# DOCUMENT SECTION
= = = = = = =

In February 2006, Gary Noy, history instructor at Sierra College, spoke on the environmental history of the Sierra Nevada to the Sierra College class named Interdisciplinary 6: The Sierra Nevada.



Gary Noy teaches history at Sierra College. He is the Founder and Director of the Sierra College Center for Sierra Nevada Studies and Coordinator of the Sierra Nevada Virtual Museum. Gary received his BA in History at the University of California, Berkeley; and has graduate degrees from UC Berkeley and California State University, Sacramento. Gary has published more than a dozen major magazine articles; three books, including the best-selling Distant Horizon: Documents from the 19th Century American West (University of Nebraska Press, 1999); served as an editor on the award-winning Standing Guard: Telling Our Stories, a publication of the Sierra College Press; and writes a monthly newspaper column on Sierra Nevada History for the Grass Valley Union. Additionally, Gary has served as the Executive Director of the Sierra College Foundation. Gary was named Sierra College Part-Time Instructor of the Year for 2004 – 2005. In 2006, Gary was named the “Outstanding Educator of the Year” for the post-secondary level by the Oregon-California Trails Association.

= = = = = = =

(Rows in a dataset)

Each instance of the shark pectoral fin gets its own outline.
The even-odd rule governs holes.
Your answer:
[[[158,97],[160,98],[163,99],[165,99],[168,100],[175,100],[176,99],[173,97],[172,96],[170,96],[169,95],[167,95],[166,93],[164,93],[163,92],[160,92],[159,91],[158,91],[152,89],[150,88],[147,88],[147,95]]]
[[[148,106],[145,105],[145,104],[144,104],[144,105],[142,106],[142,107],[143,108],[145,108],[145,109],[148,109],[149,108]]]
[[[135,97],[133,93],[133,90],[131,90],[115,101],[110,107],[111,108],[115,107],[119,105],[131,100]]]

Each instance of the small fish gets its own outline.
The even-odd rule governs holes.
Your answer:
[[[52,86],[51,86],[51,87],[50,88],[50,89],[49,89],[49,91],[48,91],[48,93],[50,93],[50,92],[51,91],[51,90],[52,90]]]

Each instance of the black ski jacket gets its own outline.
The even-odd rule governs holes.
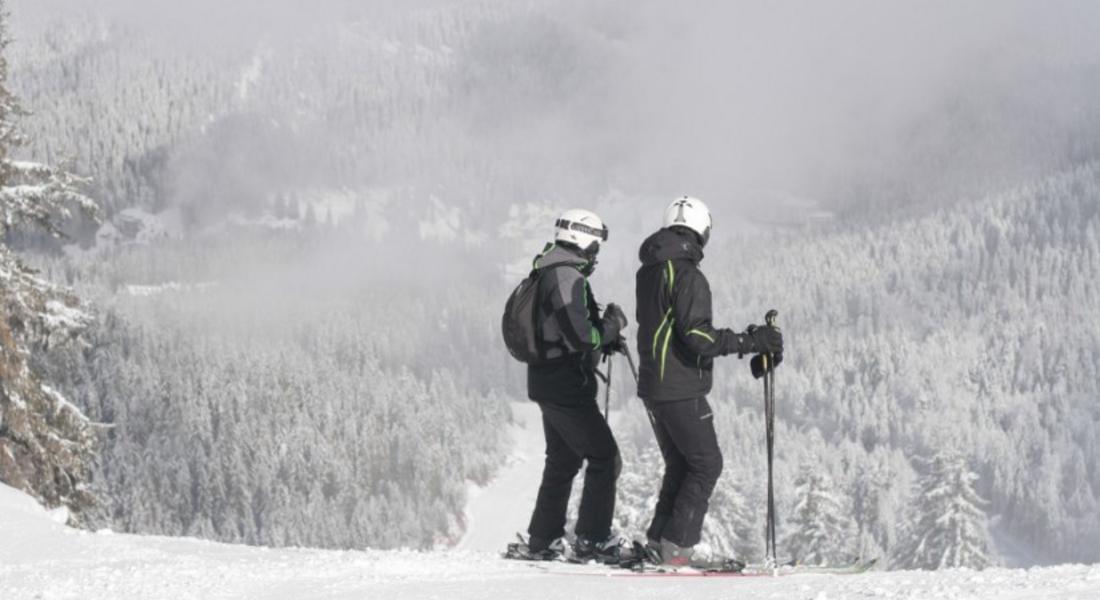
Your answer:
[[[550,359],[527,367],[527,396],[536,402],[574,404],[595,399],[600,350],[618,339],[617,326],[601,318],[581,272],[587,264],[587,259],[561,246],[550,246],[535,259],[535,269],[542,273],[536,320]]]
[[[638,395],[647,402],[703,397],[714,358],[740,352],[751,340],[711,323],[711,284],[698,270],[703,249],[691,231],[661,229],[638,255]]]

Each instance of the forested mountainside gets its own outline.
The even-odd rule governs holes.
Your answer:
[[[1096,559],[1097,165],[920,219],[773,243],[761,252],[759,239],[734,241],[703,265],[721,321],[739,328],[780,310],[789,346],[778,378],[784,519],[801,500],[799,471],[818,469],[832,476],[843,514],[856,515],[850,543],[835,555],[893,555],[936,510],[911,486],[937,456],[958,455],[978,476],[979,506],[1007,552]],[[748,532],[739,549],[758,555],[762,392],[746,362],[716,371],[727,452],[719,494],[740,494],[744,504],[715,500],[729,516],[712,522],[712,543]],[[651,444],[645,424],[638,429],[635,439]],[[647,473],[638,481],[650,493],[637,508],[656,493],[658,461],[645,456],[627,460]]]

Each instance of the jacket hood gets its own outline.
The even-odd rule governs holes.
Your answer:
[[[547,266],[558,266],[561,264],[581,268],[587,265],[588,260],[568,248],[551,244],[541,254],[535,257],[534,266],[535,269],[546,269]]]
[[[703,260],[703,248],[694,234],[664,228],[646,238],[638,251],[638,258],[646,265],[668,260],[688,260],[697,263]]]

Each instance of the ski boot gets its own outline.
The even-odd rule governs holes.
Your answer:
[[[618,565],[623,558],[623,541],[614,535],[602,541],[581,535],[573,543],[573,563],[595,561],[601,565]]]
[[[513,560],[561,560],[565,557],[565,543],[562,538],[543,539],[531,536],[524,539],[524,536],[516,534],[519,542],[508,544],[504,552],[504,558]]]

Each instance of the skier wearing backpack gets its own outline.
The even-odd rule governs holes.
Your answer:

= = = = = = =

# INSTRUCTIONS FOR THE TASK
Please summarize the text about Gary Noy in two sentences.

# YOUR SOLUTION
Gary Noy, a history instructor at Sierra College, spoke on the environmental history of the Sierra Nevada to a Sierra College class in February 2006. He founded and directs the Sierra College Center for Sierra Nevada Studies, has published books and magazine articles and writes a monthly newspaper column on Sierra Nevada history, and in 2006 the Oregon-California Trails Association named him "Outstanding Educator of the Year" for the post-secondary level.